■ Assigned task:
In the material below, find each line that contains the word "pink" and copy it.
-- Data for this task follows --
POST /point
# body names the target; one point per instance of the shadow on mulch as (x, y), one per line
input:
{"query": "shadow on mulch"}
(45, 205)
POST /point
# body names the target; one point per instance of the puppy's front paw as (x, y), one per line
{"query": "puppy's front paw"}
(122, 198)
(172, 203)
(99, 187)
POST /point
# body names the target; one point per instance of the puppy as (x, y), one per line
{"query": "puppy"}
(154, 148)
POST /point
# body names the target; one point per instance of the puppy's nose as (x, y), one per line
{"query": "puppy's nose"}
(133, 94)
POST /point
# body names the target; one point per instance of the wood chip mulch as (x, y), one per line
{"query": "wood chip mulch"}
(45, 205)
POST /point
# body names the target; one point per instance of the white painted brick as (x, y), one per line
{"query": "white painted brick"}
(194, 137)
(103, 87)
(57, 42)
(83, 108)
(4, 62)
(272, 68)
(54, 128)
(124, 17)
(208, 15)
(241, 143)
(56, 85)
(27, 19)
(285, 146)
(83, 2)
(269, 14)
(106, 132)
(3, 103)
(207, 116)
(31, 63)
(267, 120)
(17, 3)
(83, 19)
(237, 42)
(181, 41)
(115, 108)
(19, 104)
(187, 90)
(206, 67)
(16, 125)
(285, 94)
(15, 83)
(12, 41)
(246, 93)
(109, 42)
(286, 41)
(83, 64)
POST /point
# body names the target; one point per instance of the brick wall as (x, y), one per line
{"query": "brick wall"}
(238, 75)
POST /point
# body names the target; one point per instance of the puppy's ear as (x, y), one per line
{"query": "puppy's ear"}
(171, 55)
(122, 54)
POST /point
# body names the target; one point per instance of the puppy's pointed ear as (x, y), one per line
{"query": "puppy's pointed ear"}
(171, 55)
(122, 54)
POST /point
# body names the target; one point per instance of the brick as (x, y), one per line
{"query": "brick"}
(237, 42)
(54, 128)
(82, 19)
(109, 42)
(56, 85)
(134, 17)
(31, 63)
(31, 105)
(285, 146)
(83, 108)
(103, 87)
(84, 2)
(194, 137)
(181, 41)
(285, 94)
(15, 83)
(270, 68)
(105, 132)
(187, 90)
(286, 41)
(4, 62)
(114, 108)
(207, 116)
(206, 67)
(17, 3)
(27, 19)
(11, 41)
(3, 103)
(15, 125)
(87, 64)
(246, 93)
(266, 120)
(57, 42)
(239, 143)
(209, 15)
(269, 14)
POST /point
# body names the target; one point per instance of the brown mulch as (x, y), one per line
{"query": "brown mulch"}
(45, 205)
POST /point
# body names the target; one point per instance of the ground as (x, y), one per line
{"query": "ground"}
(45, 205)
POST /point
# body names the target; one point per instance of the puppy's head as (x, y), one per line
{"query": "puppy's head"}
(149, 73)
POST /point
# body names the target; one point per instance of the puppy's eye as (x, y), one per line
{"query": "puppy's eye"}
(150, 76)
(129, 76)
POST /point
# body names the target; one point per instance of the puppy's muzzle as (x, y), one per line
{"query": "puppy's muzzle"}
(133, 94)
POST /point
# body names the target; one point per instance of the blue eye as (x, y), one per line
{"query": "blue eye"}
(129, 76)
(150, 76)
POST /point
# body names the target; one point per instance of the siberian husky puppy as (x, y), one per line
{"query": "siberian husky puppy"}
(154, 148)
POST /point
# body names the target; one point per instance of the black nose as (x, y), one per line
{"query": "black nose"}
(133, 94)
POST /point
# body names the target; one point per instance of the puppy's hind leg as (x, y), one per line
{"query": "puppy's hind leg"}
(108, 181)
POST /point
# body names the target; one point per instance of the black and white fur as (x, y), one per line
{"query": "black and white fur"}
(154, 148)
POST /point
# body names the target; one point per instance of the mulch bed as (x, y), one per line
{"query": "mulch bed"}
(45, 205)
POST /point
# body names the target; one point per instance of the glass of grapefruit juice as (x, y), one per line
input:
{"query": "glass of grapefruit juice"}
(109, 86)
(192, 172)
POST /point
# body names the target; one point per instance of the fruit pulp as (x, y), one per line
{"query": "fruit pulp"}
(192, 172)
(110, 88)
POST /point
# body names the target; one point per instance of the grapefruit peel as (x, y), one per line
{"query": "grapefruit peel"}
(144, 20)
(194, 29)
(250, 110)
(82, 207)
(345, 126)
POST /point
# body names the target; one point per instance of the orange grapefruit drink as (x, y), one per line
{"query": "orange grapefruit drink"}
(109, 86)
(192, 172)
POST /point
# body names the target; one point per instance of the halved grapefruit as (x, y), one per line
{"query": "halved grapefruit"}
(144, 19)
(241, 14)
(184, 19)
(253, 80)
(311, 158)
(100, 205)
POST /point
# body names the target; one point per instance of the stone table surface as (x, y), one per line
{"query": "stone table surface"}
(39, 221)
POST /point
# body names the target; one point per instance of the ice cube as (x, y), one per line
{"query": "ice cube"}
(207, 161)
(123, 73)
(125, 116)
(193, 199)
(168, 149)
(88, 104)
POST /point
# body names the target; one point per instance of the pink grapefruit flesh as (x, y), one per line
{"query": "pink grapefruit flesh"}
-- Data for this task concluded --
■ Answer section:
# body names the target; one point per instance of the pink grapefruit flesh as (x, y), one per line
{"query": "pink grapefruit flesh"}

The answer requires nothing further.